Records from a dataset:
= = = = =

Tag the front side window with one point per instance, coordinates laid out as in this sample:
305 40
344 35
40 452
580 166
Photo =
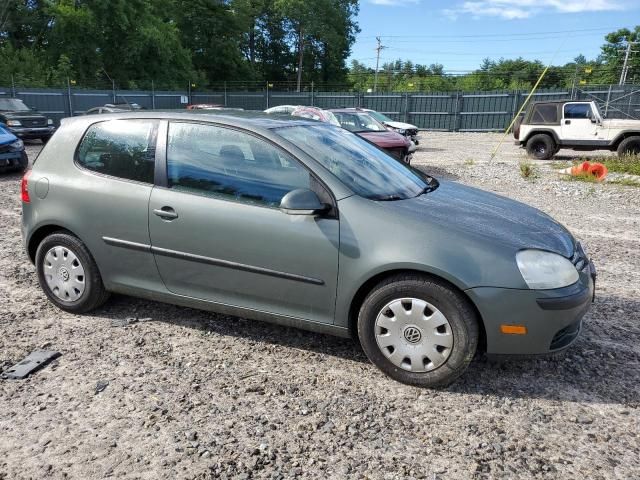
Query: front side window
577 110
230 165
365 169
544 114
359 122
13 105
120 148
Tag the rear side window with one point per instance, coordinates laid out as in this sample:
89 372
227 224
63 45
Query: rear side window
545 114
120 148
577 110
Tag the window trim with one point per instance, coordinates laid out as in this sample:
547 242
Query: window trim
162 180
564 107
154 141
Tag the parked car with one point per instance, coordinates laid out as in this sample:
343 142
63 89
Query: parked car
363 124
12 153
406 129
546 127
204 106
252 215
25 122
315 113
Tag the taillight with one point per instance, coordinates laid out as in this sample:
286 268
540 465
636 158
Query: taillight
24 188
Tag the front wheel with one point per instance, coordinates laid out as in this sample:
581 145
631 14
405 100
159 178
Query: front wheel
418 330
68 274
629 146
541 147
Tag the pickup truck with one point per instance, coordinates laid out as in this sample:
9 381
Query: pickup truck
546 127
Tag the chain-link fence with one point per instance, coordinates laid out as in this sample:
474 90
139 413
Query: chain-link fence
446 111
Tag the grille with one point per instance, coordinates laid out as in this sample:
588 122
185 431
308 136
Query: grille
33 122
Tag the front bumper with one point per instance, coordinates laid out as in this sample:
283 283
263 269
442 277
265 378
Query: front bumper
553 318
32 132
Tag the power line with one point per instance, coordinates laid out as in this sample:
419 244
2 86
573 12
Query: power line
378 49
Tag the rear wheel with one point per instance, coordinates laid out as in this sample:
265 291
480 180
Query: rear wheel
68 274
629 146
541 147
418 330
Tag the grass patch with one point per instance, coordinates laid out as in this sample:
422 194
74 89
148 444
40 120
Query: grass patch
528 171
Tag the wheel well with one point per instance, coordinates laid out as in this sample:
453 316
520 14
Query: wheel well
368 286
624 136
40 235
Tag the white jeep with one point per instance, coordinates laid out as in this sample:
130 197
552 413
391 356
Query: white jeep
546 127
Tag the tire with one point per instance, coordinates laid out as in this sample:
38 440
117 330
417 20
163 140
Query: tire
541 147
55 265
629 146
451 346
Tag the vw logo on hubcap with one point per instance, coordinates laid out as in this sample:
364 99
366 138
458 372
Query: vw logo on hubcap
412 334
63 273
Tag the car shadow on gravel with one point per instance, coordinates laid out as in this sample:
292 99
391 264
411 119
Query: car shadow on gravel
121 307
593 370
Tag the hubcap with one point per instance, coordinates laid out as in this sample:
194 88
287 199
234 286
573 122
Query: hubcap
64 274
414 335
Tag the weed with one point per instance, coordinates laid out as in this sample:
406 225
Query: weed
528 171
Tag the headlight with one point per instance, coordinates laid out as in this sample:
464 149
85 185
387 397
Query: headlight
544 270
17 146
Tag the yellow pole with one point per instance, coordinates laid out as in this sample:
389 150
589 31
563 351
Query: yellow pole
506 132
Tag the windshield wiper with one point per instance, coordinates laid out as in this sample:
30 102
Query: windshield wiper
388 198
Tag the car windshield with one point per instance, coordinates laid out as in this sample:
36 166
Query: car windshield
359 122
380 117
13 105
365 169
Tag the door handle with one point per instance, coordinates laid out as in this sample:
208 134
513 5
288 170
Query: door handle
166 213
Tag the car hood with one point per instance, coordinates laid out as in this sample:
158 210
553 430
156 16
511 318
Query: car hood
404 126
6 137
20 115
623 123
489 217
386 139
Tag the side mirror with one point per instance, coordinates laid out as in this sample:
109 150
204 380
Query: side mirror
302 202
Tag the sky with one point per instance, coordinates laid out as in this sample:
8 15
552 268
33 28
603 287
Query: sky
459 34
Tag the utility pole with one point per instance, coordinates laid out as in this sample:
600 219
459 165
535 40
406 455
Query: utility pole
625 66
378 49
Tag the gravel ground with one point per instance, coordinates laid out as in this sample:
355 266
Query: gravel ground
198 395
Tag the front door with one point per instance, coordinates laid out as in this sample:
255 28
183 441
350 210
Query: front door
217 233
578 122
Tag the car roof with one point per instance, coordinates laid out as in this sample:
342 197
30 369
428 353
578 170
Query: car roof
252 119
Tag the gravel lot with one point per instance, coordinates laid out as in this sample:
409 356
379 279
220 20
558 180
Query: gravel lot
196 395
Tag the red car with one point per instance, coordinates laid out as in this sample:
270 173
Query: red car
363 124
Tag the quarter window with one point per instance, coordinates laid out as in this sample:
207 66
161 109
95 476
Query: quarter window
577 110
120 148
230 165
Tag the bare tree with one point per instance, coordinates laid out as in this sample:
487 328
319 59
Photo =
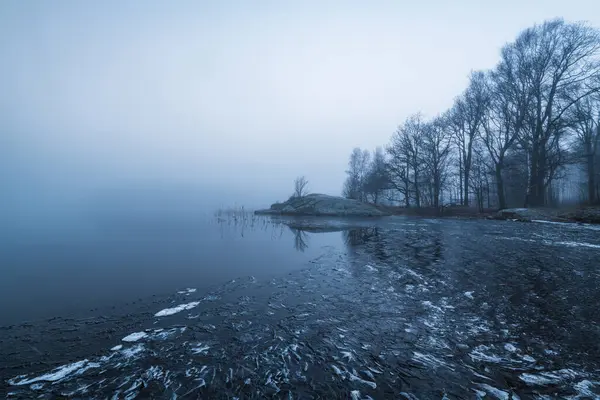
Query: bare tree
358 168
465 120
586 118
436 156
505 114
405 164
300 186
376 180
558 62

= = = = =

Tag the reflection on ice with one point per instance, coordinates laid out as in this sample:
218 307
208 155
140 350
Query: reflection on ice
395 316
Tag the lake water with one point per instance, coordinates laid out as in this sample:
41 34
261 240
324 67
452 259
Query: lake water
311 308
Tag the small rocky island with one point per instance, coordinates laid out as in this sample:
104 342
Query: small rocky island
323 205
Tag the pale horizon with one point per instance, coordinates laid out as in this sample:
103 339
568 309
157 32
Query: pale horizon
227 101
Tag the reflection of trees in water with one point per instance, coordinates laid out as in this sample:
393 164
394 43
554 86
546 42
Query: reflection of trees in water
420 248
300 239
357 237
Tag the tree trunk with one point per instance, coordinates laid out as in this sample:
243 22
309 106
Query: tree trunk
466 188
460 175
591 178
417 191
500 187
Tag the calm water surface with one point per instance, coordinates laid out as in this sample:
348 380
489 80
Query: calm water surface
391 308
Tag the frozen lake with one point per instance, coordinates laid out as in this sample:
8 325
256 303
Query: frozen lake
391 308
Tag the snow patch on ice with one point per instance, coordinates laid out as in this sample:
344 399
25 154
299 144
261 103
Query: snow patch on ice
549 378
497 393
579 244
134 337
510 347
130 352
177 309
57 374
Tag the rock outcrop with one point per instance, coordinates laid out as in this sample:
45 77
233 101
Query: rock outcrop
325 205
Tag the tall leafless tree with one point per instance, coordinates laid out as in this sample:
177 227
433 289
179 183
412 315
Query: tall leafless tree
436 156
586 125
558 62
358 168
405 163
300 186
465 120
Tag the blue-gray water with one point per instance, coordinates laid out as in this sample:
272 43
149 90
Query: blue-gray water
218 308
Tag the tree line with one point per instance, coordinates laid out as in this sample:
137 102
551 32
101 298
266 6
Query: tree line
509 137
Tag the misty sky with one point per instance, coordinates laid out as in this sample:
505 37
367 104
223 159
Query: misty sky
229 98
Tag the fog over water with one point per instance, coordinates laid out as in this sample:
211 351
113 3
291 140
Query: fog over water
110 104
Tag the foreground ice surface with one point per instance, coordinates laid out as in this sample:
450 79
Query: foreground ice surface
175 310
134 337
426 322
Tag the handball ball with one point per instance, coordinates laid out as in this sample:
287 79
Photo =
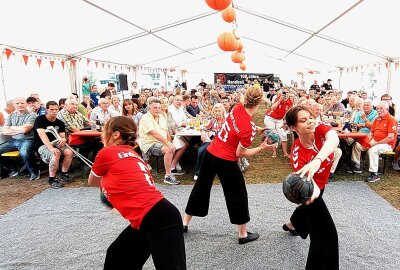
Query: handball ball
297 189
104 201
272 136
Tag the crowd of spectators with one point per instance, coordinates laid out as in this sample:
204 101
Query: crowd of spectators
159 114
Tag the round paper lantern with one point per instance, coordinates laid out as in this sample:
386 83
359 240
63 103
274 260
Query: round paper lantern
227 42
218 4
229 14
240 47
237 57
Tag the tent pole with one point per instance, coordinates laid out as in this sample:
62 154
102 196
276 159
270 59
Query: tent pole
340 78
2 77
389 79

= = = = =

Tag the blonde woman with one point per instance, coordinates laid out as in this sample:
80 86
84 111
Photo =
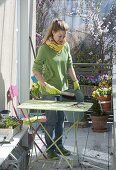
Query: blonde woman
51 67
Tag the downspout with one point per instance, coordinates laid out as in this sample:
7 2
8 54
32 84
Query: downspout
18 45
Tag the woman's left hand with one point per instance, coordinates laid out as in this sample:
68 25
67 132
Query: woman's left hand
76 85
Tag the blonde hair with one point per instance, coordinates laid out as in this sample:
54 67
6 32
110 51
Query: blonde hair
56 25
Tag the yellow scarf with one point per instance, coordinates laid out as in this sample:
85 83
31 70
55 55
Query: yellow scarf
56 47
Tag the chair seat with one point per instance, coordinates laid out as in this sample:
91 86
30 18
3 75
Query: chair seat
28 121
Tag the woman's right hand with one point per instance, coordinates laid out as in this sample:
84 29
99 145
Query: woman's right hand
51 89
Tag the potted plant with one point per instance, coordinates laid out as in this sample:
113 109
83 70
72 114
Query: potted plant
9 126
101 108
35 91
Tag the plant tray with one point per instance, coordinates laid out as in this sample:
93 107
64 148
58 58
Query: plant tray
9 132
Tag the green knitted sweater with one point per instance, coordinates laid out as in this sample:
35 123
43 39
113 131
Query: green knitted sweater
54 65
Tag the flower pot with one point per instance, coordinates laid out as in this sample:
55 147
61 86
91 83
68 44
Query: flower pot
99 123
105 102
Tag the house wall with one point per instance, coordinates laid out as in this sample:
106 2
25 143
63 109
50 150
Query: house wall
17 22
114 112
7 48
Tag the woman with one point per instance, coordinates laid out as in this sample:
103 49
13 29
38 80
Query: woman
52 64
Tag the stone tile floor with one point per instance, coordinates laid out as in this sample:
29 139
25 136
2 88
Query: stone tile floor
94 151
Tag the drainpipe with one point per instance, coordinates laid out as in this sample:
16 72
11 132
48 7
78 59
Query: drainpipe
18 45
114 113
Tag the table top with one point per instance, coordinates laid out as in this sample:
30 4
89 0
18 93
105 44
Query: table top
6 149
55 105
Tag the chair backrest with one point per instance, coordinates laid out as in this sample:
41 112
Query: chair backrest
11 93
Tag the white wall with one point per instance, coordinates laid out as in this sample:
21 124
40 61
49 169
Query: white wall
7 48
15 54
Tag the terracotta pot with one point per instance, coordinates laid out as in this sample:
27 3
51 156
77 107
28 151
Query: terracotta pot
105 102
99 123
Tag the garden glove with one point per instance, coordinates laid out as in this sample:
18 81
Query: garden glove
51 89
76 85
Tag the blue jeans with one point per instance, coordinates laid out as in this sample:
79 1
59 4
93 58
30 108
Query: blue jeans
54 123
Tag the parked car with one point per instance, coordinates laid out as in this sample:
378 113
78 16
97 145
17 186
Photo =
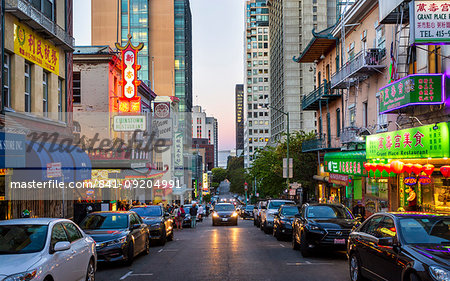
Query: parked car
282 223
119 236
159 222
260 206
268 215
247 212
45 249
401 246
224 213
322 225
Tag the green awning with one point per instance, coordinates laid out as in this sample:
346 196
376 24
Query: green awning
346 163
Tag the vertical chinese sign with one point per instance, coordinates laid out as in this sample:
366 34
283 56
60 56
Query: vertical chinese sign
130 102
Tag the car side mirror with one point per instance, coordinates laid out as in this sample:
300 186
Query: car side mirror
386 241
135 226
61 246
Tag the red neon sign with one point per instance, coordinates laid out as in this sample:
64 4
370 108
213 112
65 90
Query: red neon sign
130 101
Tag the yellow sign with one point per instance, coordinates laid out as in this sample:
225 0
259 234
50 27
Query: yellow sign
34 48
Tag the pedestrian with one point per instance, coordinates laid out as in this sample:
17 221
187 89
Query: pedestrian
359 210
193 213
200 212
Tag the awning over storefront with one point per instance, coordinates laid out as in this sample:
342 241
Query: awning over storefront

= = = = =

Task description
Please count the lines in the records that contain "storefront" and reply with the count alone.

Expected answer
2